[START]

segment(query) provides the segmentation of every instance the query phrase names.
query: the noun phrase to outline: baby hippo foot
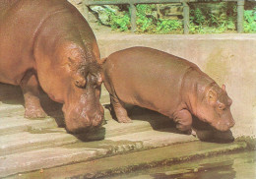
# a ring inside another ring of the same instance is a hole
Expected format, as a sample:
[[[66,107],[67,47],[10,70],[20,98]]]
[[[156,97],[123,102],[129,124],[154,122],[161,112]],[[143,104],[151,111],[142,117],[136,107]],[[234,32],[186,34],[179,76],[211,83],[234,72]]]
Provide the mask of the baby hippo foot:
[[[133,122],[128,116],[127,117],[125,117],[125,116],[119,117],[119,118],[117,118],[117,121],[119,123],[132,123]]]
[[[39,107],[27,107],[25,109],[25,118],[34,119],[34,118],[44,118],[47,114]]]
[[[120,101],[117,97],[110,95],[110,103],[119,123],[132,123],[132,120],[128,117],[127,110],[124,108],[124,103],[122,101]]]
[[[179,131],[182,131],[184,134],[191,135],[193,133],[192,116],[188,110],[182,109],[181,111],[177,112],[174,117],[174,122],[177,123],[176,128]]]

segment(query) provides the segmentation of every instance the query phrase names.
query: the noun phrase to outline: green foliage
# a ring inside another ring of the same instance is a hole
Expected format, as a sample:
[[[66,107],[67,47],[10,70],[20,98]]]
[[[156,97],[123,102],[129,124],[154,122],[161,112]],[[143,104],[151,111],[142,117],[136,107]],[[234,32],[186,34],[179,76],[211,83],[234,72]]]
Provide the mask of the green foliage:
[[[215,6],[215,5],[214,5]],[[221,33],[235,31],[236,4],[219,4],[220,12],[213,12],[213,6],[191,5],[190,27],[191,33]],[[108,12],[112,30],[129,30],[130,11],[121,16]],[[182,33],[182,20],[159,19],[156,5],[137,5],[137,32],[139,33]],[[244,31],[256,32],[256,7],[244,11]]]
[[[157,31],[159,33],[168,33],[170,31],[181,30],[182,22],[178,20],[159,20]]]
[[[256,32],[256,7],[244,12],[243,27],[245,32]]]
[[[156,29],[156,19],[153,14],[153,5],[137,5],[137,31],[149,32]]]
[[[108,10],[107,14],[112,30],[118,30],[120,31],[126,31],[129,30],[131,24],[129,12],[124,12],[124,14],[118,16],[114,12]]]

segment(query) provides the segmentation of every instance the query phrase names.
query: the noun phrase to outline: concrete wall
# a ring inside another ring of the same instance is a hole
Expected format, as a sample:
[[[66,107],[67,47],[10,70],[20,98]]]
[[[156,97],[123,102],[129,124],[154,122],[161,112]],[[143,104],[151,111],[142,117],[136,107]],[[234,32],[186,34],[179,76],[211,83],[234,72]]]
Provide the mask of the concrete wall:
[[[154,47],[197,64],[233,99],[235,137],[256,136],[256,34],[96,34],[101,57],[131,46]]]

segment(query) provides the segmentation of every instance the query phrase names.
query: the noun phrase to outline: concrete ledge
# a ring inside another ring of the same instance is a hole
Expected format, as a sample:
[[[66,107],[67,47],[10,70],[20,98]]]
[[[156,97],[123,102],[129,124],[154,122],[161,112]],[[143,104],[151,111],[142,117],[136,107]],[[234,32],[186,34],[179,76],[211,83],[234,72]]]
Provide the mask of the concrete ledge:
[[[96,33],[100,53],[148,46],[197,64],[232,98],[234,137],[256,136],[256,34],[128,34]],[[246,129],[246,130],[245,130]]]

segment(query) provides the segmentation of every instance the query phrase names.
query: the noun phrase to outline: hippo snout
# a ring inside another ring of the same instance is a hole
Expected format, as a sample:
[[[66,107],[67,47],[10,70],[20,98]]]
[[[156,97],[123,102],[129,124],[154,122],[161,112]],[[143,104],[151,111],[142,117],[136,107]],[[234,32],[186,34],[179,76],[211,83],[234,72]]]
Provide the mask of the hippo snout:
[[[212,124],[213,127],[215,127],[217,130],[225,132],[228,131],[230,128],[234,126],[235,122],[233,119],[228,121],[219,121],[218,123]]]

[END]

Show each line of the material that contains the string "snout", copied as it appears.

(CORRECT RESULT):
query: the noun phrase to outline: hippo snout
Provide the mask of the hippo snout:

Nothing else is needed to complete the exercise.